▶ _GIVEN DATA_

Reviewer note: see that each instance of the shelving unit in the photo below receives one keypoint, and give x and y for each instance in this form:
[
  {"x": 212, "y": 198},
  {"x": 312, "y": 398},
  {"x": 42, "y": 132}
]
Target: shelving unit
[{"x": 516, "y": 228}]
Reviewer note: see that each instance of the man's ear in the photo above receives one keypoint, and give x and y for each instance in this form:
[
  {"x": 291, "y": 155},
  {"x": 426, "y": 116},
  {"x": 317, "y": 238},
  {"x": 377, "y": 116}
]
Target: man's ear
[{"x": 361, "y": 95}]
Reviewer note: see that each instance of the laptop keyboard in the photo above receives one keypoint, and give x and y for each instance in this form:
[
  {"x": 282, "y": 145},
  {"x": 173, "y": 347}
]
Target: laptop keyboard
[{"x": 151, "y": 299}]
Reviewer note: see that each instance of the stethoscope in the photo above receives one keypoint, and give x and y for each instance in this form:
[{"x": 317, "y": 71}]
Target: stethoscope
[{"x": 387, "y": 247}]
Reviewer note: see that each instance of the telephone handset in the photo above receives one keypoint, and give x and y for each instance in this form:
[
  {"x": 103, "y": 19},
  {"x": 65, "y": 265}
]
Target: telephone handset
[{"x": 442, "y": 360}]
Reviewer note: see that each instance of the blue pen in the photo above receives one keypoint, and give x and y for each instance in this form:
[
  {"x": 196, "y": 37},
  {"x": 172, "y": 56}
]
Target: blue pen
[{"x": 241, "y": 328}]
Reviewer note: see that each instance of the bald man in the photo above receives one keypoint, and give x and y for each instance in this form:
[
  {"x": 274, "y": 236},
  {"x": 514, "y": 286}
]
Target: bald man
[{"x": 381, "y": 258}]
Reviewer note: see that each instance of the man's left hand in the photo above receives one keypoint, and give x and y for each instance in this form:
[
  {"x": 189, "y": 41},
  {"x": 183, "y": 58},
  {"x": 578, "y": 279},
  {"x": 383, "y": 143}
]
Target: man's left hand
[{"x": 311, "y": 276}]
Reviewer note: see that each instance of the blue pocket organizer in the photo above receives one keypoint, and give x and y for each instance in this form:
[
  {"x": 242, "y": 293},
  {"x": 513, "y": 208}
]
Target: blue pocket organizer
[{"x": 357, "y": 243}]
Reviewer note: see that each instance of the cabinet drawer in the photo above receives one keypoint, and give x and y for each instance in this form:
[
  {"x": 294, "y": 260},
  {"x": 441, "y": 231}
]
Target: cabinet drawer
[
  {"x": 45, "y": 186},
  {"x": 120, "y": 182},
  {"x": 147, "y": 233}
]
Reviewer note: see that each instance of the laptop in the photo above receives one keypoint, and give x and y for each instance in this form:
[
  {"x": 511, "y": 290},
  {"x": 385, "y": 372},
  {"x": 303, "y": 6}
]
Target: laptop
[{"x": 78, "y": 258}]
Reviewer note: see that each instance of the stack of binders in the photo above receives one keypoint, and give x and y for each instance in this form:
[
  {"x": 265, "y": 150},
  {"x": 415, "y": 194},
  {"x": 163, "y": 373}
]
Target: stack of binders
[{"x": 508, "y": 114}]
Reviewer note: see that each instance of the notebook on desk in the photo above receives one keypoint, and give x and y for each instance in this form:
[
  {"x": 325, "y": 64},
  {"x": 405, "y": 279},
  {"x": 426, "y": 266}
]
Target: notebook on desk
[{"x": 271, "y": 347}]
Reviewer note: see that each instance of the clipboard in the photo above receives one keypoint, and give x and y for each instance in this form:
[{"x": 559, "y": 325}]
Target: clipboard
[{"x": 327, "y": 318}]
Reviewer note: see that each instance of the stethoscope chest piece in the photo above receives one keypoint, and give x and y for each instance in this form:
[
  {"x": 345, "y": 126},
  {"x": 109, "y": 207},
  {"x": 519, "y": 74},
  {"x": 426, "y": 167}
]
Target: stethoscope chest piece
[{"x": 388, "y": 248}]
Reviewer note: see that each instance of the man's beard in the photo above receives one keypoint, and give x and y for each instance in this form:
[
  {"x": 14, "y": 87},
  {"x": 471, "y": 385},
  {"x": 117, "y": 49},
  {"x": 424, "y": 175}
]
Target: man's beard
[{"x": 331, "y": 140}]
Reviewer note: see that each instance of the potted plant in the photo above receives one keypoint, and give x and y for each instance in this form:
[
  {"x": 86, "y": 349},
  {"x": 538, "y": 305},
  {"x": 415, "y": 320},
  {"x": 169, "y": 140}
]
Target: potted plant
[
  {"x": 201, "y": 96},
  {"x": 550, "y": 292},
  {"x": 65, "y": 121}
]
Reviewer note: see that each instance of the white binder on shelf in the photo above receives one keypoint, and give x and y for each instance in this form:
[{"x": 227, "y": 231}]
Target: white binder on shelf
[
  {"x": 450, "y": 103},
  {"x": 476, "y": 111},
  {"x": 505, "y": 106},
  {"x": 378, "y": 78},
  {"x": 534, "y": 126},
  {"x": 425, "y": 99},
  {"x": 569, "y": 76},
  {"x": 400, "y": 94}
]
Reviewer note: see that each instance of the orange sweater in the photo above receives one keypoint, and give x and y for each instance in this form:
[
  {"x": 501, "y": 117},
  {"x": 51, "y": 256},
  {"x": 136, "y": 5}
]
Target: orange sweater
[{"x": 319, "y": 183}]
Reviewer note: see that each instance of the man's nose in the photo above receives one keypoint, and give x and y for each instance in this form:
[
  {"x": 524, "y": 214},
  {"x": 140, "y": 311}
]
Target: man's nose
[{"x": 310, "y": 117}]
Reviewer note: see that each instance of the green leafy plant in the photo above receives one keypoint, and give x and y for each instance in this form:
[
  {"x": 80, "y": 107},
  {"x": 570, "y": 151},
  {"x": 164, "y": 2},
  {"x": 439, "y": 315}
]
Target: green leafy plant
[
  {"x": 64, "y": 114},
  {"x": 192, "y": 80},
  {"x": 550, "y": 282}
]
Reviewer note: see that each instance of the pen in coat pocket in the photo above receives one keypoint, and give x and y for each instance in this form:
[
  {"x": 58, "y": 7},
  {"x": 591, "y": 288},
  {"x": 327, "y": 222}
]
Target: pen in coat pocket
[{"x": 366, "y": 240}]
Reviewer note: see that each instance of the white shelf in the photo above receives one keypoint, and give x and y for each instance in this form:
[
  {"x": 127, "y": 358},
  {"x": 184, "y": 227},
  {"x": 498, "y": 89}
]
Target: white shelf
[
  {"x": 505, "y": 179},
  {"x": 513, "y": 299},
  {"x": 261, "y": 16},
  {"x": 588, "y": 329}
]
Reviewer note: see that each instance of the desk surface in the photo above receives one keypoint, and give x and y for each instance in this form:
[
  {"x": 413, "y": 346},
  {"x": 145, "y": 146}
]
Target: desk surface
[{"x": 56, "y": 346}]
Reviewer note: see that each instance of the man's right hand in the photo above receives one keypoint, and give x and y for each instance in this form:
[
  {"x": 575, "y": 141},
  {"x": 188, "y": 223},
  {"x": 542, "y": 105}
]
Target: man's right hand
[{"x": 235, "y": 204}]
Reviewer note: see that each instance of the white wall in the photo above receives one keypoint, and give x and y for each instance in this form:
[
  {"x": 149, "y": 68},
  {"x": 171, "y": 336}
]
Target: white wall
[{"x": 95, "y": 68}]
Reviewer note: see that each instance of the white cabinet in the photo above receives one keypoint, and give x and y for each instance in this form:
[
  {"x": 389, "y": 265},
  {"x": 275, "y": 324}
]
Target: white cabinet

▶ _STATED GOAL_
Exactly as written, give the line containing "Reviewer note: see that each instance of the desk" and all remaining lines of the records.

▶ _WORKED ANSWER_
Reviewer note: see that each instance of the desk surface in the photo above receives one keypoint, and give x and y for each instance in this form:
[
  {"x": 413, "y": 346},
  {"x": 145, "y": 146}
]
Target: desk surface
[{"x": 56, "y": 346}]
Reviewer note: see that each instance of the man's right hand in the photo above receives one keypoint, and give x and y for each instance in this form:
[
  {"x": 575, "y": 141},
  {"x": 188, "y": 223},
  {"x": 542, "y": 105}
]
Target: man's right hand
[{"x": 235, "y": 204}]
Reviewer note: see that each instance of the white wall in the photo above receives one keypoint, and give x and y for each instance in this form:
[
  {"x": 149, "y": 68},
  {"x": 171, "y": 336}
]
Target: white wall
[{"x": 95, "y": 68}]
Reviewer note: see that each instance of the white cabinet in the photo above receives one keypoint, and give x and y for each instance in this form:
[
  {"x": 389, "y": 265},
  {"x": 275, "y": 324}
]
Target: white cabinet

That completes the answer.